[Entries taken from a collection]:
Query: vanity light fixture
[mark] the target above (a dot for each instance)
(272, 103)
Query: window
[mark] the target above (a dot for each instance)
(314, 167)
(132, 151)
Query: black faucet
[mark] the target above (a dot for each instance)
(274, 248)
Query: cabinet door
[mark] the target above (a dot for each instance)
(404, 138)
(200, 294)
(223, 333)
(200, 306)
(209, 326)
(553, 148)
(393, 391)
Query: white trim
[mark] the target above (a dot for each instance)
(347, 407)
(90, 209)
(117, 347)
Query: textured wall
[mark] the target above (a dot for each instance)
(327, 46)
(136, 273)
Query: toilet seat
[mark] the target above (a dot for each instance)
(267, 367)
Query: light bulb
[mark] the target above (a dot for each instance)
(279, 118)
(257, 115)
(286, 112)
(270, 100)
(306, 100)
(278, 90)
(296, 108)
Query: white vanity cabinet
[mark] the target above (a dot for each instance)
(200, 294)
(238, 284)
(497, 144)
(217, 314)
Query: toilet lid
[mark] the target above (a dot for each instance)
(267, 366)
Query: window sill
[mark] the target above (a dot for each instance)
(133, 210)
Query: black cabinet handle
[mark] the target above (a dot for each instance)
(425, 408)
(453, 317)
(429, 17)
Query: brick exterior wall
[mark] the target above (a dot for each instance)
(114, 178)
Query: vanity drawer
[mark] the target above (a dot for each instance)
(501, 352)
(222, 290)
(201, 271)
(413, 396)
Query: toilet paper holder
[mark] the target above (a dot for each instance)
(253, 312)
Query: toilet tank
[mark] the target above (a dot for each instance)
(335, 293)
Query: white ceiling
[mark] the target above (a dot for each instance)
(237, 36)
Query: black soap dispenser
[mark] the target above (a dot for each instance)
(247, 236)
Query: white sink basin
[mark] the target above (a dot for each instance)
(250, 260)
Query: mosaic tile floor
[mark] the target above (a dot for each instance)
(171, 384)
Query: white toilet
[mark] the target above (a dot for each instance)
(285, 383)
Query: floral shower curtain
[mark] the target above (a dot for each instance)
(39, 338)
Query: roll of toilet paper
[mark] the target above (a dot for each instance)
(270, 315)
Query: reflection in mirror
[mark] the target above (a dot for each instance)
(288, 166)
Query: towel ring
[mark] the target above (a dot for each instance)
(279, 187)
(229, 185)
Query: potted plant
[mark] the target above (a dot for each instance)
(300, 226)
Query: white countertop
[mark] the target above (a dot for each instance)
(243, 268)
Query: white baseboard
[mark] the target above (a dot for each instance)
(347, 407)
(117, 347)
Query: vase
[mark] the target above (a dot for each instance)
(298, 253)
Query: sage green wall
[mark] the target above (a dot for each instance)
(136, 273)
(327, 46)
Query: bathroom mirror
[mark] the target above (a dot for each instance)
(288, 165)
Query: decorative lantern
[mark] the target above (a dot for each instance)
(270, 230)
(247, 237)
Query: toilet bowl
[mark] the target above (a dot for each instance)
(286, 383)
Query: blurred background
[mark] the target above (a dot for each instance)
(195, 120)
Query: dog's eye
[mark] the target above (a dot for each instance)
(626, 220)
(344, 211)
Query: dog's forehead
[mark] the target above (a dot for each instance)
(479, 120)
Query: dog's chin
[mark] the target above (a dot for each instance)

[Exercise goal]:
Word for word, retype each record.

[Task response]:
Query: vanity light fixture
[mark] the target above (a dot for each instance)
(272, 103)
Query: window
[mark] the target above (a dot for each instance)
(314, 167)
(132, 151)
Query: black faucet
[mark] the target above (a dot for each instance)
(274, 248)
Query: cabinet door
[mark] the target above (a dot for each instance)
(404, 138)
(200, 294)
(223, 333)
(200, 306)
(209, 326)
(553, 148)
(393, 391)
Query: white trim
[mark] the target above (a dot for each instance)
(347, 407)
(90, 209)
(117, 347)
Query: textured wall
[mark] the target above (a dot for each instance)
(327, 46)
(136, 273)
Query: toilet seat
[mark] the target above (a dot for each instance)
(267, 367)
Query: light bulb
[mark] the target above (a dot for each instance)
(279, 118)
(257, 115)
(286, 112)
(270, 100)
(306, 100)
(278, 90)
(296, 108)
Query: white vanity cabinet
[mark] the target above (a dot for each instance)
(200, 294)
(238, 284)
(497, 144)
(217, 314)
Query: toilet lid
[mark] the target above (a dot for each instance)
(267, 366)
Query: window sill
[mark] the target above (a dot for each instance)
(133, 210)
Query: black cabinet handle
[mark] the target above (a dot for each instance)
(425, 408)
(453, 317)
(429, 17)
Query: brick exterior wall
[mark] the target above (a dot for each instance)
(114, 178)
Query: vanity drawer
[mark] the target above (a dot for each instance)
(501, 352)
(222, 290)
(201, 271)
(413, 396)
Query: toilet paper holder
[mark] the target above (a dot for each instance)
(253, 312)
Query: toilet tank
[mark] the target above (a dot for each instance)
(335, 293)
Query: white ceiling
[mark] the target above (a dot for each instance)
(237, 36)
Query: black soap dispenser
[mark] the target above (a dot for each instance)
(247, 236)
Query: white sink basin
[mark] the target above (a dot for each instance)
(250, 260)
Query: mosaic tile floor
[mark] the target above (a dot for each instance)
(171, 384)
Query: white toilet
[mark] the target above (a dot for each instance)
(285, 383)
Query: floral shower curtain
[mark] the target above (a dot for each instance)
(39, 338)
Query: roll of toilet paper
[mark] the target above (a dot for each instance)
(270, 315)
Query: reflection in mirror
[mark] the target above (a dot for each instance)
(288, 166)
Query: towel ring
[mark] the target above (a dot for each instance)
(279, 187)
(229, 185)
Query: potted plant
[mark] the target above (a dot for each instance)
(300, 226)
Query: white countertop
[mark] the target above (a dot for each instance)
(243, 268)
Query: white baseboard
[mark] the target above (a dot for each instance)
(347, 407)
(117, 347)
Query: vase
[mark] the target above (a dot for each instance)
(298, 253)
Query: sage green wall
[mark] the target above (a dot for each instance)
(136, 273)
(327, 46)
Query: bathroom mirror
[mark] the target above (a dot for each instance)
(288, 165)
Query: decorative lantern
[mark] the target above (a dot for each instance)
(270, 230)
(247, 237)
Query: toilet bowl
[mark] the target above (a dot for each instance)
(286, 383)
Query: blurred background
[mark] the target above (a dot for each instance)
(195, 120)
Query: dog's eye
[mark] the target above (a dot for each instance)
(626, 220)
(344, 211)
Query: dog's forehead
[mark] the target above (a dot for each instance)
(479, 120)
Query: dog's chin
[mark] the target above (a dot for each instance)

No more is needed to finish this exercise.